** INFORMATION GIVEN **
____

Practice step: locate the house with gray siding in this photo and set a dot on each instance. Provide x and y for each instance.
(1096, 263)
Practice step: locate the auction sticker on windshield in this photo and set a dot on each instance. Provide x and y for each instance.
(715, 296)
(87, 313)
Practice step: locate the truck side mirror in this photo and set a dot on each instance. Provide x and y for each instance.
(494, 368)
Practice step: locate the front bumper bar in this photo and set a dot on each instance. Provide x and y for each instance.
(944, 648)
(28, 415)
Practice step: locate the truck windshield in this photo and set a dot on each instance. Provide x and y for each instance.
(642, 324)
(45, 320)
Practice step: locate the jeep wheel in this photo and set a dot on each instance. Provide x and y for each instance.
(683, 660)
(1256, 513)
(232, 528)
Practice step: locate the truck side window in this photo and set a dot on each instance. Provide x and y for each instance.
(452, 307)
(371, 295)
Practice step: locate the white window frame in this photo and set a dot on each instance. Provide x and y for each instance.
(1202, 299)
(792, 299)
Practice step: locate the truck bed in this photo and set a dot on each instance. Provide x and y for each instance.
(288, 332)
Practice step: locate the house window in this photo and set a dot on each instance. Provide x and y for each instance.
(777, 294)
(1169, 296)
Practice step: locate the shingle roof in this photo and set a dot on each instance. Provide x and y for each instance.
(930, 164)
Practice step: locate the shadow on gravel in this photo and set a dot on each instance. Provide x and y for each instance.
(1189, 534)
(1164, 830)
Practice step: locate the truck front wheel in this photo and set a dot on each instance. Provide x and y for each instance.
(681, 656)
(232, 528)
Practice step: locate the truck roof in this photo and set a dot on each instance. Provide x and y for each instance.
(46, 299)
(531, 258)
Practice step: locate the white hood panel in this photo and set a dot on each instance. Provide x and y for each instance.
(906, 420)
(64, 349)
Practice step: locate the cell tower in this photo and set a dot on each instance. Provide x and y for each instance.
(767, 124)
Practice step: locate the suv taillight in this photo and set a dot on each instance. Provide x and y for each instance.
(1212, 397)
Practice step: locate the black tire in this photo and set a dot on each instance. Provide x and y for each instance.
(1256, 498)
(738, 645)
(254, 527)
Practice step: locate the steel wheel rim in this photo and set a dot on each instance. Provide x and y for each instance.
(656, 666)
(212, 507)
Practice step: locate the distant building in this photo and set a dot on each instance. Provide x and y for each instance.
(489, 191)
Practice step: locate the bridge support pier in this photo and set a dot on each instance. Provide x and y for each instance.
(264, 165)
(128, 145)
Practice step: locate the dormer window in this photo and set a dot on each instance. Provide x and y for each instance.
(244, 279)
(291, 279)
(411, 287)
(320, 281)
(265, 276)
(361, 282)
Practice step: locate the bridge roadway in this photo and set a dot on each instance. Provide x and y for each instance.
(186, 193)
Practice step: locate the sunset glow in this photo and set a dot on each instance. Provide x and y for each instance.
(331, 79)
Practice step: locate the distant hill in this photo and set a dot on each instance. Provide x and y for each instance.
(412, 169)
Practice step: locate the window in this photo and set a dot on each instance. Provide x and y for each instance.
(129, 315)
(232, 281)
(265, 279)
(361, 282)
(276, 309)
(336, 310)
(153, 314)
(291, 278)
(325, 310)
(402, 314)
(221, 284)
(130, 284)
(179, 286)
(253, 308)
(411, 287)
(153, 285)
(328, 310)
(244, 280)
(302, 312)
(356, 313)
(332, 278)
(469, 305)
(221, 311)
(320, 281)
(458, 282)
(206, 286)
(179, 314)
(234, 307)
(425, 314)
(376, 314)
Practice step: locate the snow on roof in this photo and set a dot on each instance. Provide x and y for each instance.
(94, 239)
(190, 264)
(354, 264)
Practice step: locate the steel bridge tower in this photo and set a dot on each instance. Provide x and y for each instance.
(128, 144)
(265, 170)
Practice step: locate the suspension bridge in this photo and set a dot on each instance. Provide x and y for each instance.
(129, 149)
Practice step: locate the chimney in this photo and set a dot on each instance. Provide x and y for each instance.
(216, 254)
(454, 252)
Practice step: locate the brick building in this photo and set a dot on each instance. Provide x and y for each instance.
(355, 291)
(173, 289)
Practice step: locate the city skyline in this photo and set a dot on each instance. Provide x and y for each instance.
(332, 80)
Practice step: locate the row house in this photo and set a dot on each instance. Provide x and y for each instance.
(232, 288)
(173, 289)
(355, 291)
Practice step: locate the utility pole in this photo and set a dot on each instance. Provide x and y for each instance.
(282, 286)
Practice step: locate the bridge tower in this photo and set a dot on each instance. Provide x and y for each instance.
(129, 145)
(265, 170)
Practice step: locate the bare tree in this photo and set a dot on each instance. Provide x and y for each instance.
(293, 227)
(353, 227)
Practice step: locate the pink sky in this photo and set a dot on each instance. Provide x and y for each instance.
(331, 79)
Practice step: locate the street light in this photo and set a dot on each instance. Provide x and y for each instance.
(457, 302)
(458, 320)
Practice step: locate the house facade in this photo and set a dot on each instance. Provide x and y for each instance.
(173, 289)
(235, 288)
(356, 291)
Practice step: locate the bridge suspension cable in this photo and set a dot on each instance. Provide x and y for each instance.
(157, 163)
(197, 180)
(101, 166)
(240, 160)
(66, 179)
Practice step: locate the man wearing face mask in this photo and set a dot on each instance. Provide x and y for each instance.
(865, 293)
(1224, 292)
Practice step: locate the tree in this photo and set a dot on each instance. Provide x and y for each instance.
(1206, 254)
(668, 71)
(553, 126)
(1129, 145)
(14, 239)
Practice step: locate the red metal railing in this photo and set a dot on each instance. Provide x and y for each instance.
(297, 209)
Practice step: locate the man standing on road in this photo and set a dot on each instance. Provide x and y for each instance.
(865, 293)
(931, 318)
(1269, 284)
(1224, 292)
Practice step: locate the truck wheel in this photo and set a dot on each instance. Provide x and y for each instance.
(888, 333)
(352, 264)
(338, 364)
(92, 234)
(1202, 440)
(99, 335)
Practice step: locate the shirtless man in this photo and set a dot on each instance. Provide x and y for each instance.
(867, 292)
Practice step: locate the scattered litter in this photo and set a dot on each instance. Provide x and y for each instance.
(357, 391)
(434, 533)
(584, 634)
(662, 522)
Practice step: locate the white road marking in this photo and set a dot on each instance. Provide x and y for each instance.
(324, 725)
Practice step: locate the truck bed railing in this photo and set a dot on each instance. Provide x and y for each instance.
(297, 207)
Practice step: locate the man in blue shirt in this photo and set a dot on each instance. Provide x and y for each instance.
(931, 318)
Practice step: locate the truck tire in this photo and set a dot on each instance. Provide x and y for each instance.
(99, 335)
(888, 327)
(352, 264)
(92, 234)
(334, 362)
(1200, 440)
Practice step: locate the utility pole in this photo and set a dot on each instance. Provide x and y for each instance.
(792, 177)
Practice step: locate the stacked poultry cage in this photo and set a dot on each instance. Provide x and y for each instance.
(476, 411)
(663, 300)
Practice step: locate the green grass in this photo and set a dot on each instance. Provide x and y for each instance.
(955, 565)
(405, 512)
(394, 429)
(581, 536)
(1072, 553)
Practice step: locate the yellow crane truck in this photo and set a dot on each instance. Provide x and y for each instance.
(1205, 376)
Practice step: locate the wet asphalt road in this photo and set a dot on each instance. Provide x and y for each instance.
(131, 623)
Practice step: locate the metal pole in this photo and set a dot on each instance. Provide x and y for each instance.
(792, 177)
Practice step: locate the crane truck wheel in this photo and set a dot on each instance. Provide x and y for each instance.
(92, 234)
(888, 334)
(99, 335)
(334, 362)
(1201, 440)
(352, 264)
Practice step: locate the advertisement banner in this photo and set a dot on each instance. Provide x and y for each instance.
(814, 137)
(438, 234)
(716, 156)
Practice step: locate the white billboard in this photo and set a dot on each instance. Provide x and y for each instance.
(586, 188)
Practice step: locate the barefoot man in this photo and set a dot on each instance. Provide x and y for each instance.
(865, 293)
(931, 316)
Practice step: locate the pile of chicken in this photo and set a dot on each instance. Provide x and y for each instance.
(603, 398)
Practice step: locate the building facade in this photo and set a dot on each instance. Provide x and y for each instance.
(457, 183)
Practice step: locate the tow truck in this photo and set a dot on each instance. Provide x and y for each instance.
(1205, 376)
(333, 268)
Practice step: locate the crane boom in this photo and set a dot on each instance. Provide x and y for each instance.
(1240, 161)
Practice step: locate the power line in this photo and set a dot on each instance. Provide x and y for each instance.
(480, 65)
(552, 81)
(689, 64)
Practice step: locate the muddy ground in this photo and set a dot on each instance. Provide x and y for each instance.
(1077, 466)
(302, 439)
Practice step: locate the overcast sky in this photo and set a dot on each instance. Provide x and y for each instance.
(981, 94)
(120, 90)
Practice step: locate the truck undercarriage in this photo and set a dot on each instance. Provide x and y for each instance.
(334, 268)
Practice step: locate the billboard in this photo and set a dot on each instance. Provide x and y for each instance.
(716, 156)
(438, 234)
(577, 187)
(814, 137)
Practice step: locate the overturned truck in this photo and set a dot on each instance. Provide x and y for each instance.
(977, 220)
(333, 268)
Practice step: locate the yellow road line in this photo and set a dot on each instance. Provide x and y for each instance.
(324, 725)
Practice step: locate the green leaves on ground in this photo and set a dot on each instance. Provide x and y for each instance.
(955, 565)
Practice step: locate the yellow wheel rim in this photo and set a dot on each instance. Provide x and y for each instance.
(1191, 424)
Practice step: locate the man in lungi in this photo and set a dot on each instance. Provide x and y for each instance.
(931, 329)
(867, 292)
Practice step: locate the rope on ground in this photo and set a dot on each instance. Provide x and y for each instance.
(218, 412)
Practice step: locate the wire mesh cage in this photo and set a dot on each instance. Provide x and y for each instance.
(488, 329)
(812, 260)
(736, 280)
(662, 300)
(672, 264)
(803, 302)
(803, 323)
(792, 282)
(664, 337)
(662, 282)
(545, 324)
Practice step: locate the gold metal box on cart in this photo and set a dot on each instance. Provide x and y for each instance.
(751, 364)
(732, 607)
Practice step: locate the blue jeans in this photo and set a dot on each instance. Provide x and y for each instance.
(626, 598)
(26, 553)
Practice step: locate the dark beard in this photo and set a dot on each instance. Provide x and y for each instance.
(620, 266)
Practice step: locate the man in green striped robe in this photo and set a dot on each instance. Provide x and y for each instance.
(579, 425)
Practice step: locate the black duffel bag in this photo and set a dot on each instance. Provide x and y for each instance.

____

** WORK INSTRUCTIONS **
Return precisely the lines of the records, starting with the line that holds "Practice step: locate the wire" and ending with the last one.

** THE ANSWER **
Practice step: locate the wire mesh cage in this photo and set a dot on each instance. Provide x and y for each instance.
(488, 329)
(812, 260)
(736, 280)
(662, 300)
(672, 264)
(803, 302)
(803, 323)
(792, 282)
(664, 337)
(662, 282)
(545, 324)
Practice step: locate the gold metal box on cart in this photo and set a dot on each instance. Provide x and y for each instance.
(751, 364)
(732, 607)
Practice step: locate the blue jeans in this photo and set a dot on each instance. Provide x and y for each instance.
(626, 598)
(26, 553)
Practice step: locate the dark beard in this photo and set a dot on each instance. Provide x and y for each instance.
(620, 266)
Practice step: locate the man in green striped robe in this photo and set a dot on each instance. Provide x and y for each instance.
(579, 425)
Practice step: locate the black duffel bag in this photo and set a dot on each instance. Provide x and y for each instance.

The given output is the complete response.